Extract to read —
ITEM
4.01
|
Changes
in Registrant’s Certifying Accountant.
|
(a)
|
Resignation
of Previous Independent Registered Public Accounting Firm.
|
On
July 12, 2019, BDO USA, LLP (“BDO”) sent our Board of Directors a letter to provide notice of its conclusions under
Section 10A of the Securities Exchange Act of 1934 (the “Exchange Act”) and to inform us that BDO was resigning as
our independent registered public accounting firm, effective immediately.
As
previously disclosed on May 10, 2019 in our Form 12b-25 filed with the Securities and Exchange Commission (“SEC”)
and in our related press release, the SEC initiated an inquiry after a series of negative articles about the company was anonymously
published in internet forums associated with the short-selling community. After we notified BDO of the SEC inquiry and had follow-up
communications, BDO issued a letter to the Audit Committee on March 12, 2019, citing the Audit Committee’s responsibility
under Section 10A of the Exchange Act. On March 15, 2019, a special committee of our Audit Committee (the “Special Committee”)

Records supplied —
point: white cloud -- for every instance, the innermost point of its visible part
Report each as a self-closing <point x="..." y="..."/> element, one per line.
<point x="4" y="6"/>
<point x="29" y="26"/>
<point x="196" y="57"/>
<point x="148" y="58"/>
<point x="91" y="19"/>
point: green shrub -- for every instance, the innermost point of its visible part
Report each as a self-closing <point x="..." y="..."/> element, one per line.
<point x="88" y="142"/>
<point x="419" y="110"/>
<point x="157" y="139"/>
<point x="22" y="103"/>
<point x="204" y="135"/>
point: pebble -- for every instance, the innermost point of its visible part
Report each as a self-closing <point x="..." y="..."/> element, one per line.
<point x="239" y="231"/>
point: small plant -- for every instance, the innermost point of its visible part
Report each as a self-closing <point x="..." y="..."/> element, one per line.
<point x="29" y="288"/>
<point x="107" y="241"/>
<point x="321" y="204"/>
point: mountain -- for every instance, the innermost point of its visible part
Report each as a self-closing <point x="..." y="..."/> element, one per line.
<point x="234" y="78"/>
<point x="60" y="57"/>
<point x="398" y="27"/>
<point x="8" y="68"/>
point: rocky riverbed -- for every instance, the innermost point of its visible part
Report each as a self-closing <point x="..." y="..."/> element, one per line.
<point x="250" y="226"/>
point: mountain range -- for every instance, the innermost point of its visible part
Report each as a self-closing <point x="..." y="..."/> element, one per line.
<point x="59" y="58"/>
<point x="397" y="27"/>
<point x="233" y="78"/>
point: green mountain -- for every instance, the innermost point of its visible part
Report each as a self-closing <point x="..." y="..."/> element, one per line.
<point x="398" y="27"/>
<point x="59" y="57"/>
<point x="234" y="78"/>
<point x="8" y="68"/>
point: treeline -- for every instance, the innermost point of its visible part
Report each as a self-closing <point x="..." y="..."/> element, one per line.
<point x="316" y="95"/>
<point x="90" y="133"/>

Parts of the exercise —
**a.** In the accountant-change filing, on what date did BDO send the Board of Directors its resignation letter?
**b.** Please resume the accountant-change filing from where it stops.

Results of the exercise —
**a.** July 12, 2019.

**b.**
was formed to conduct an independent internal review to look into the matters raised by the SEC inquiry and the anonymous internet
articles. As part of the internal review, the Special Committee engaged an international law firm as independent outside counsel
(the “Special Counsel”).
The
Special Counsel, led by a former United States Attorney with extensive experience in matters of this nature, began a comprehensive
review that included: (i) reviewing documents relating to the SEC inquiry and the anonymous internet articles; (ii) gathering
and assessing relevant publicly available documents, including Secretary of State filings; (iii) reviewing and analyzing the Company’s
quarterly and annual filings with the SEC; (iv) running extensive searches on our email servers and reviewing relevant documents;
and (v) conducting appropriate interviews.
Throughout
this process, the Special Counsel was in frequent contact with the Special Committee and kept them continuously apprised of developments.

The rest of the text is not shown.